▶ [Consigne] Prolongez le texte ci-dessous consacré au film Vaincre ou mourir, en reprenant juste après sa dernière phrase.

D’abord, Vaincre ou mourir est séduisant parce qu’il est difficile de comprendre pourquoi seuls des engagements marqués à gauche seraient tolérables. Pourquoi, si des tombereaux de produits culturels louent la société multi-ethnique, dénoncent la verticalité oppressante des régimes non démocratiques et considèrent que la pérennité d’une dictature nobiliaire, plus ou moins dictatoriale, est le garant d’une nation, mot que certains, Pharaon Ier de la Pensée complexe en tête, essayent d’effacer au profit de pays voire de communauté européenne (encore une communauté !), oui, pourquoi diable des produits non conformes à la vulgate des milieux biberonnés à la subvention publique en échange de leur soumission aussi patente que consternante et limitante, pourquoi ces produits non conformes devraient-ils être rejetés d’emblée ? Il serait assez cossu de louer le pluralisme et l’engagement, d’un côté, tout en réduisant l’engagement à la resucée moins lénifiante qu’inepte de la pravda actuelle.
Ensuite, Vaincre ou mourir est séduisant parce qu’il parvient à faire pousser les hauts cris convenus, attendus, souhaités, presque obligatoires aux bien-pensants, qu’ils soient macronistes par penchant arriviste (en dépit de mes efforts d’empathie et d’imagination, j’ai du mal à imaginer une meilleure excuse), gauchistes de rente ou dignitaires focalisés sur une seule obsession : « Pas de vague ! » Quand la médiocrité intellectuelle, la servilité culturelle et un mélange d’appauvrissement et d’assèchement des politiques culturelles deviennent la norme, il est presque joyeux qu’un film, fût-il bancal, fût-il en réalité soutenu par le système via StudioCanal, fût-il simpliste et artistiquement limité ainsi que les critiques officiels me le promettent, secoue la mollesse ambiante.

  • Qu’il dise le mot de Cambronne à l’inclusivité,
  • qu’il se tampiponne des sujets voletant autour de la tolérance et du transgenrisme,
  • qu’il fasse fi de l’Histoire objectivable,
  • qu’il propagande autre chose que le narratif en vigueur sur la France en général et la Révolution en particulier,

mais tant mieux, bon sang, et même si c’est nul, et surtout si c’est nul ! Pourquoi, grands démocrates et beaux esprits que nous sommes, ne devrions-nous autoriser que le ressassement des convictions construisant la conception de la République actuellement en vigueur ?

Enregistrements d’annotation de localisation:
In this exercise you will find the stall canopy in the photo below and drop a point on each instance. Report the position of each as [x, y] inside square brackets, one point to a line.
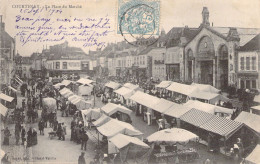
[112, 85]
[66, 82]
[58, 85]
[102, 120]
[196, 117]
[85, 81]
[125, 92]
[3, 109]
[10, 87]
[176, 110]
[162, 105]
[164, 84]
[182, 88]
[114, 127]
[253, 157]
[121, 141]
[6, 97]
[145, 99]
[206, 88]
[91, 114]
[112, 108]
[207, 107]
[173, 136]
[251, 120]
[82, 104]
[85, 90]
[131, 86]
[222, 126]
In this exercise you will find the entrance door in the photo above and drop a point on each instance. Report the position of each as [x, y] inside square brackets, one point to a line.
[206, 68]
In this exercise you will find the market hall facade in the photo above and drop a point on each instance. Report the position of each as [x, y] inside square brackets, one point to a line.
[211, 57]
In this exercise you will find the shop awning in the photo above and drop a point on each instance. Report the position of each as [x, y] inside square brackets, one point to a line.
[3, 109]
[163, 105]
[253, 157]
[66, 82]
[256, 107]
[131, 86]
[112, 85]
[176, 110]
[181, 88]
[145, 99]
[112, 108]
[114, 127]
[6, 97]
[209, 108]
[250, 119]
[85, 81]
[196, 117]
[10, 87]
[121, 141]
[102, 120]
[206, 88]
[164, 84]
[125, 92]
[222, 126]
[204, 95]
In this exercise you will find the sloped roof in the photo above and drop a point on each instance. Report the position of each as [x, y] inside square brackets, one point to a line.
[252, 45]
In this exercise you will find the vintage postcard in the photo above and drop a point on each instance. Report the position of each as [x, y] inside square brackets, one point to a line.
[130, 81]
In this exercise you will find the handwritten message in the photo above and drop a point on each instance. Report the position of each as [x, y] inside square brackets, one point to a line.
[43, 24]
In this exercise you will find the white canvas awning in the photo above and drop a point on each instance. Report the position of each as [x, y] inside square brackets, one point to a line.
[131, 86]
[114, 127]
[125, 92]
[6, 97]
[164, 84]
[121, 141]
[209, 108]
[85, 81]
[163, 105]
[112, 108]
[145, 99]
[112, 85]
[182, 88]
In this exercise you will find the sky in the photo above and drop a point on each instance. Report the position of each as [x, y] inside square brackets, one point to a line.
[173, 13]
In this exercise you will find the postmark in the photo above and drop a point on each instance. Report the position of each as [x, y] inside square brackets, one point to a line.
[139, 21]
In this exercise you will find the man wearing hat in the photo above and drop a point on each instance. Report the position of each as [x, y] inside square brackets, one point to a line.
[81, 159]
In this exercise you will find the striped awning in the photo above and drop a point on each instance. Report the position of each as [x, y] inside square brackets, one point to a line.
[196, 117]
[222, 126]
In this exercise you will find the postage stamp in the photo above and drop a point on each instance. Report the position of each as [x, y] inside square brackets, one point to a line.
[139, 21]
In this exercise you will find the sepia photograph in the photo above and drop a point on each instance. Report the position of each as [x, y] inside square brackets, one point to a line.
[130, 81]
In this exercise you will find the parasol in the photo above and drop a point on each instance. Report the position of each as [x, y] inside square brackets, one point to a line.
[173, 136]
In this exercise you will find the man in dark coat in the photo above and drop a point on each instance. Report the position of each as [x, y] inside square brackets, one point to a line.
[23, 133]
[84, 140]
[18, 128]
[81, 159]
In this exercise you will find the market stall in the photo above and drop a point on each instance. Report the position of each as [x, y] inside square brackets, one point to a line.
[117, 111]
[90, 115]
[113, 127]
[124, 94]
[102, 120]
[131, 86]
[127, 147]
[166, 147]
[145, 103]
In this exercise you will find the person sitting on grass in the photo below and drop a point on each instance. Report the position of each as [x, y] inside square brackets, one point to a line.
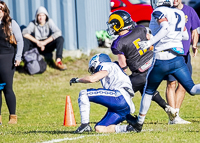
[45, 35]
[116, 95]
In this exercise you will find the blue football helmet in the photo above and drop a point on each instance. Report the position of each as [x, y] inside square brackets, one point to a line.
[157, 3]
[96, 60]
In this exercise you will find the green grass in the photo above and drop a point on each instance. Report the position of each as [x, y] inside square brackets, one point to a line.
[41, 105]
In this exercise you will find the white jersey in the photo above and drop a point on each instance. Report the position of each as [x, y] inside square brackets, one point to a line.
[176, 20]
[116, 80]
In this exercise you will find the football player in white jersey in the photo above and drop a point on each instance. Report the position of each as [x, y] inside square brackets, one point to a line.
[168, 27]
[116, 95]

▶ [Résultat attendu]
Enfin, Vaincre ou mourir est séduisant parce qu’il met en scène la communautarisation de la vie culturelle française dont nous ne pouvons plus ne pas avoir conscience. Les réactions que ce film suscite révèlent la puissance du credo pravdique qui pèse sur la vie artistique. Que ses contempteurs dénient au produit tout intérêt, toute validité, toute qualité, contribue à renforcer l’incongruité du coup de tam-tam (sans doute les vaincroumouriristes préfèreraient-ils le « roulement de tambour » à l’expression d’Émile Zola) qui retentit jusqu’à obtenir, gloire suprême, la une dénonciatrice de Libération. Pour qui est un peu taquin et ne dépend pas de la puissance médiatique, savoureuse est la disproportion entre un produit dérivé d’un parc d’attractions, d’une part, et, d’autre part, l’émotion associant haine et mépris qu’il a suscitée et qui s’est déversée dans d’amusants pensums révulsés – et, soyons précis, dans quelques billets furibonds et cependant clairement motivés.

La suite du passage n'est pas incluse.